→ CHALLENGE
Find every line in the material below that contains the word "hanging" and copy each of those lines. Match the word with case taken into account.

[Saved data entries]
## BEGIN
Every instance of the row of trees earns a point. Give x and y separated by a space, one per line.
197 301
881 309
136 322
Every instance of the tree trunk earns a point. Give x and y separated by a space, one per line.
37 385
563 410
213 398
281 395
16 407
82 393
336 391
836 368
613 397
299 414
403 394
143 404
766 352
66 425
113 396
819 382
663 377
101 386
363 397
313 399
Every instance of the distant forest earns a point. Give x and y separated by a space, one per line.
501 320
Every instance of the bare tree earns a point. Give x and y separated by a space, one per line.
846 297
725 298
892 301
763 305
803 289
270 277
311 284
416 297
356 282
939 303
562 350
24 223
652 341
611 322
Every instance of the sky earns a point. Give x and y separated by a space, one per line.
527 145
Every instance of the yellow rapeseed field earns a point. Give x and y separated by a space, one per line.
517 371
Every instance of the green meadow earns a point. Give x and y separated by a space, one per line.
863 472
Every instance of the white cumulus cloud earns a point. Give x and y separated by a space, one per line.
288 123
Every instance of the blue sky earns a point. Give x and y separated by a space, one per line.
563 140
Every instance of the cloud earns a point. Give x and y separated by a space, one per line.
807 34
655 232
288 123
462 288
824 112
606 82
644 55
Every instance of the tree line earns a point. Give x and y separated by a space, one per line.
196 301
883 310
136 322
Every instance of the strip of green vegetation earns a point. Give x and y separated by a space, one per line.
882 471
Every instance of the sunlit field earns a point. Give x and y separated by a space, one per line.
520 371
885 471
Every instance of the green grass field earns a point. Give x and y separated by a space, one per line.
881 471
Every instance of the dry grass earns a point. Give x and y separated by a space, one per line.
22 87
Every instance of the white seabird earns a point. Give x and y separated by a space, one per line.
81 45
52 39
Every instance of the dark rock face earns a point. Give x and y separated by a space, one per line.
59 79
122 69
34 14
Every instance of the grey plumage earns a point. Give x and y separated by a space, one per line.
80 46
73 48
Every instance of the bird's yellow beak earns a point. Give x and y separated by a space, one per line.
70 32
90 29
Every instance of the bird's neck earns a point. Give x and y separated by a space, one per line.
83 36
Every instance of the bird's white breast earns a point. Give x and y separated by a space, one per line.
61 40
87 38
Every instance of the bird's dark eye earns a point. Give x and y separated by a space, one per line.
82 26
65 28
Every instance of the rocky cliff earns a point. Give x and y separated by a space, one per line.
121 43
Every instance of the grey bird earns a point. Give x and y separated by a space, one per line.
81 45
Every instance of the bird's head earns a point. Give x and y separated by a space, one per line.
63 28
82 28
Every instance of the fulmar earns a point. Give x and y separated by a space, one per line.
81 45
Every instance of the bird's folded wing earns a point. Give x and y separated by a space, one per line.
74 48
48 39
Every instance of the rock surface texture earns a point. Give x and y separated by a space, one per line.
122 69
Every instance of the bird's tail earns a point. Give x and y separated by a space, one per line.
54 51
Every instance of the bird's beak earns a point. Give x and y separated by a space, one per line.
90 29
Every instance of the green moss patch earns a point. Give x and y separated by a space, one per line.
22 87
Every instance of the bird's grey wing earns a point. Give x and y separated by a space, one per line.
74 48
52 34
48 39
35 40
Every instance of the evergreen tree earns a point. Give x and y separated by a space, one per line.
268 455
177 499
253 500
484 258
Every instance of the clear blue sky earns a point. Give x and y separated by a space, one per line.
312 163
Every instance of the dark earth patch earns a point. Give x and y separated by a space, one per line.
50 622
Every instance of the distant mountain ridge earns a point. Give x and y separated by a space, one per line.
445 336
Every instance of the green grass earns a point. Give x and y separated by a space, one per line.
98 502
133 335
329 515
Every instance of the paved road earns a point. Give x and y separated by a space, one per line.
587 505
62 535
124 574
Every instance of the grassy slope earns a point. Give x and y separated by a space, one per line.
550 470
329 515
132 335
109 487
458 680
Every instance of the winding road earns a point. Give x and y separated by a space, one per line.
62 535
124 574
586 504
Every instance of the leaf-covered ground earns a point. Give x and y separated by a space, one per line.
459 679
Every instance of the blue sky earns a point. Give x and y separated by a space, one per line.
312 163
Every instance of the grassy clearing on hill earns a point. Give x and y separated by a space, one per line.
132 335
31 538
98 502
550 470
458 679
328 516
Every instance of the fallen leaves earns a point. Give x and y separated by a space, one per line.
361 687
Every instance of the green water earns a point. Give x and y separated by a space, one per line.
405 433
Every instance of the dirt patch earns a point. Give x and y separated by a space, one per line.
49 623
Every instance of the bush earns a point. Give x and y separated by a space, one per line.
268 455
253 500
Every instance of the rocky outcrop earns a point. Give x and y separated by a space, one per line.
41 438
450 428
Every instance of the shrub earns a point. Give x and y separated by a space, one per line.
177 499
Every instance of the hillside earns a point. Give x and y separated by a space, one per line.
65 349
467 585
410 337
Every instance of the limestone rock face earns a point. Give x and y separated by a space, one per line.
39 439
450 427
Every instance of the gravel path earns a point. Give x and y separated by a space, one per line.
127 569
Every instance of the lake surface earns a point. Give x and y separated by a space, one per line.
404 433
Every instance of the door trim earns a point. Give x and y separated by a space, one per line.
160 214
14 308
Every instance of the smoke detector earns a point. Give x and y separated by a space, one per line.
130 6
## END
## BEGIN
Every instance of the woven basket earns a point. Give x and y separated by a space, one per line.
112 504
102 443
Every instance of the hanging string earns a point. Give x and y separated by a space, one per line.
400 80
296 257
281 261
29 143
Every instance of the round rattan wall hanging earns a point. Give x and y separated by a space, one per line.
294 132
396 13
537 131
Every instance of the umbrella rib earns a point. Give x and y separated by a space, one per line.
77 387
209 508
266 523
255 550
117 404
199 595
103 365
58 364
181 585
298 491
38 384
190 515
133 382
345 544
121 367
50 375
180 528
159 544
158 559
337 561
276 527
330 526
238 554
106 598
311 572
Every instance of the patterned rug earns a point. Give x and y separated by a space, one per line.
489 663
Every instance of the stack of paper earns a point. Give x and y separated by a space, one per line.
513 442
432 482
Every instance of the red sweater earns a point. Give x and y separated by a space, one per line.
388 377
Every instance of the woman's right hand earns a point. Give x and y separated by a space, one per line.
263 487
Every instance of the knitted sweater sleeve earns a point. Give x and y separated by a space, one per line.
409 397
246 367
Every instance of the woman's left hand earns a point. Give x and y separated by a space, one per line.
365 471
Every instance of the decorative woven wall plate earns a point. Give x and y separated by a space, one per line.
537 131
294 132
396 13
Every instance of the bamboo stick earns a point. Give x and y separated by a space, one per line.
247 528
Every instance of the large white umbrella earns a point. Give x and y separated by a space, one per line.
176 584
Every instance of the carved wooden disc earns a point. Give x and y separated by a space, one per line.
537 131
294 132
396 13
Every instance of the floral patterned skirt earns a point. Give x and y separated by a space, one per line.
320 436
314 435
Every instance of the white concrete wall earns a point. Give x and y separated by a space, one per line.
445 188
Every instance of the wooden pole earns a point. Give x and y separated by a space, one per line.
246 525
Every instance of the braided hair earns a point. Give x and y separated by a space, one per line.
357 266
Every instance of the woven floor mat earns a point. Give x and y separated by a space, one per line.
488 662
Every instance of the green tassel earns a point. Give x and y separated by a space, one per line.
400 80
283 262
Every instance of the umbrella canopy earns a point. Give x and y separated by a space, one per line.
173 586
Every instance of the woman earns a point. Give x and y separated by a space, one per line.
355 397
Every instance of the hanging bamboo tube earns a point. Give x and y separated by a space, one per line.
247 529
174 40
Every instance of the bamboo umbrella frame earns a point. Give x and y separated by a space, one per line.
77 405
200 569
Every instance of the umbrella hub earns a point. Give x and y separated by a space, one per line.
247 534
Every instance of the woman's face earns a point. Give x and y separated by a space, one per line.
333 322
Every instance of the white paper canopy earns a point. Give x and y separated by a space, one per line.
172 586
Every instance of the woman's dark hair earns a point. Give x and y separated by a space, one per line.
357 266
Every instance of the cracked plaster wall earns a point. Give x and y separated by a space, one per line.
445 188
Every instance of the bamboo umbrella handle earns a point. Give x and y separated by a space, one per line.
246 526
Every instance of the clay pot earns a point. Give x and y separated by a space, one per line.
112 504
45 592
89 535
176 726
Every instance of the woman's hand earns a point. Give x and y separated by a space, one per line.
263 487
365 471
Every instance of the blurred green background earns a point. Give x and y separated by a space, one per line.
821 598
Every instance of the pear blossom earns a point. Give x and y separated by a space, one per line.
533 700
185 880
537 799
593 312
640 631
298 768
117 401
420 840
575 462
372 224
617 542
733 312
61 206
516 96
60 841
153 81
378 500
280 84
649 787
## END
## BEGIN
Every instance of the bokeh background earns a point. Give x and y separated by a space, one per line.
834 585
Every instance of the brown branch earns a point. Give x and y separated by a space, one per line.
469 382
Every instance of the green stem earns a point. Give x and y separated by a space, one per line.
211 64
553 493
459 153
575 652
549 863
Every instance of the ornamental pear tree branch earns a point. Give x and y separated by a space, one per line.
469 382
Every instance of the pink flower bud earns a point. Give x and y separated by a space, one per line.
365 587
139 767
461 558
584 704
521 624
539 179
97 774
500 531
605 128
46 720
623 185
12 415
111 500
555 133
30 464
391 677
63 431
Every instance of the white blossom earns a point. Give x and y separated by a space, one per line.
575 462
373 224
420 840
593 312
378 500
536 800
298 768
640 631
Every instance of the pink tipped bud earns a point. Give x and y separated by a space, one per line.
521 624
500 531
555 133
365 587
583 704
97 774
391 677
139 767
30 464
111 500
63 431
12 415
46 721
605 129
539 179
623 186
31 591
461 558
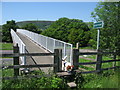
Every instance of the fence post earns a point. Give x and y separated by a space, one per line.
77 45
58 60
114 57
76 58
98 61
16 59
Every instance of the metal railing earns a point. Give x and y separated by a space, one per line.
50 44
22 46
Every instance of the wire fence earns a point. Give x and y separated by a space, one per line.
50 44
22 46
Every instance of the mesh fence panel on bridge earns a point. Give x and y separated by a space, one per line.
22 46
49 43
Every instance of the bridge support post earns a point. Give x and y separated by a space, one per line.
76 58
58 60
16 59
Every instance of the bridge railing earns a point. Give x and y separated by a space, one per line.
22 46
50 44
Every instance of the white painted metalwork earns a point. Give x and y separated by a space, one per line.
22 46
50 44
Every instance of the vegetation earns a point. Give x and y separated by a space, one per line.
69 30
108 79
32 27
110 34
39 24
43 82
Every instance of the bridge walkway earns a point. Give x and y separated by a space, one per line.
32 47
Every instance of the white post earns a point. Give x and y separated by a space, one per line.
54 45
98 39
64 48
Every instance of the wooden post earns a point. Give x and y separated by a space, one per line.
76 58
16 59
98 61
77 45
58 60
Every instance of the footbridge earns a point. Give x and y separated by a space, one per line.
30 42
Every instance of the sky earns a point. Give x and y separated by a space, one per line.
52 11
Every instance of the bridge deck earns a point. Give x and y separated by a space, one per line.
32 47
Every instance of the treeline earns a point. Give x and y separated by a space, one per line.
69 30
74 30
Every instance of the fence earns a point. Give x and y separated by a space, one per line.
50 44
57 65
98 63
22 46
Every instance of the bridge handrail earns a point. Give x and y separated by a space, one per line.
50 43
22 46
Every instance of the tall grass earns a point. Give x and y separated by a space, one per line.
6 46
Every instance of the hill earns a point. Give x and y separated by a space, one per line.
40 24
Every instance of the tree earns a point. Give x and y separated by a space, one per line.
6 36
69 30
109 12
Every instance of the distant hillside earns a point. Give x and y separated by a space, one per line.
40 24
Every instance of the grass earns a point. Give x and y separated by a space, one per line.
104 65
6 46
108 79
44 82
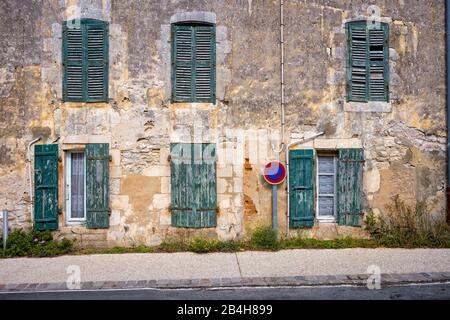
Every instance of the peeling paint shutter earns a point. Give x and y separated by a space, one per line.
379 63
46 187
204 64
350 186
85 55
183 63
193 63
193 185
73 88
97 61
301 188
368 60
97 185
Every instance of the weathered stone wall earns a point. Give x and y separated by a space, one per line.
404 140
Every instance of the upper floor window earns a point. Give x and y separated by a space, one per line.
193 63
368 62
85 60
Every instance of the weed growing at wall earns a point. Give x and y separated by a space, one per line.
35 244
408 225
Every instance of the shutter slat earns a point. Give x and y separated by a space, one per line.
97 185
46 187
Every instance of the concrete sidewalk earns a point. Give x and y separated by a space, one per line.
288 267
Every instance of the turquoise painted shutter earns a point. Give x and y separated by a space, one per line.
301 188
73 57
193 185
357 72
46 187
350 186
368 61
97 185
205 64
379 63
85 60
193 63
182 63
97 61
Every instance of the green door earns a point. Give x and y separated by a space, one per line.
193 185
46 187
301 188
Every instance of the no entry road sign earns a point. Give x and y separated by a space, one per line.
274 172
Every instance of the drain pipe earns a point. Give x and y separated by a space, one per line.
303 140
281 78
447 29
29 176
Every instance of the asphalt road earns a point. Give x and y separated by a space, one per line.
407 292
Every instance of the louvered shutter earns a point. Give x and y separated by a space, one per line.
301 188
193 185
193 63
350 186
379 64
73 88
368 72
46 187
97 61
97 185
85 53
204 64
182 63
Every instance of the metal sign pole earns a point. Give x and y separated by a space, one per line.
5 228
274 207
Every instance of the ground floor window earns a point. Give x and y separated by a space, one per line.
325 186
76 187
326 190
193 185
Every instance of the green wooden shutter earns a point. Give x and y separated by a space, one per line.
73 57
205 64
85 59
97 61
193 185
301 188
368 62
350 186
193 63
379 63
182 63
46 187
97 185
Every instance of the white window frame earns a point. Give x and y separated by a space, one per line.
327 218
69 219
## END
→ SOLUTION TO THIS TASK
Every instance of the hanging string earns a point. Give x and y separated by a space, one per line.
Every instance of the round rattan wall hanging earns a point. Give x and y separated by a space, one per line.
Every instance of the hanging bamboo tube earns a point. Give x and y separated by a space, one per line.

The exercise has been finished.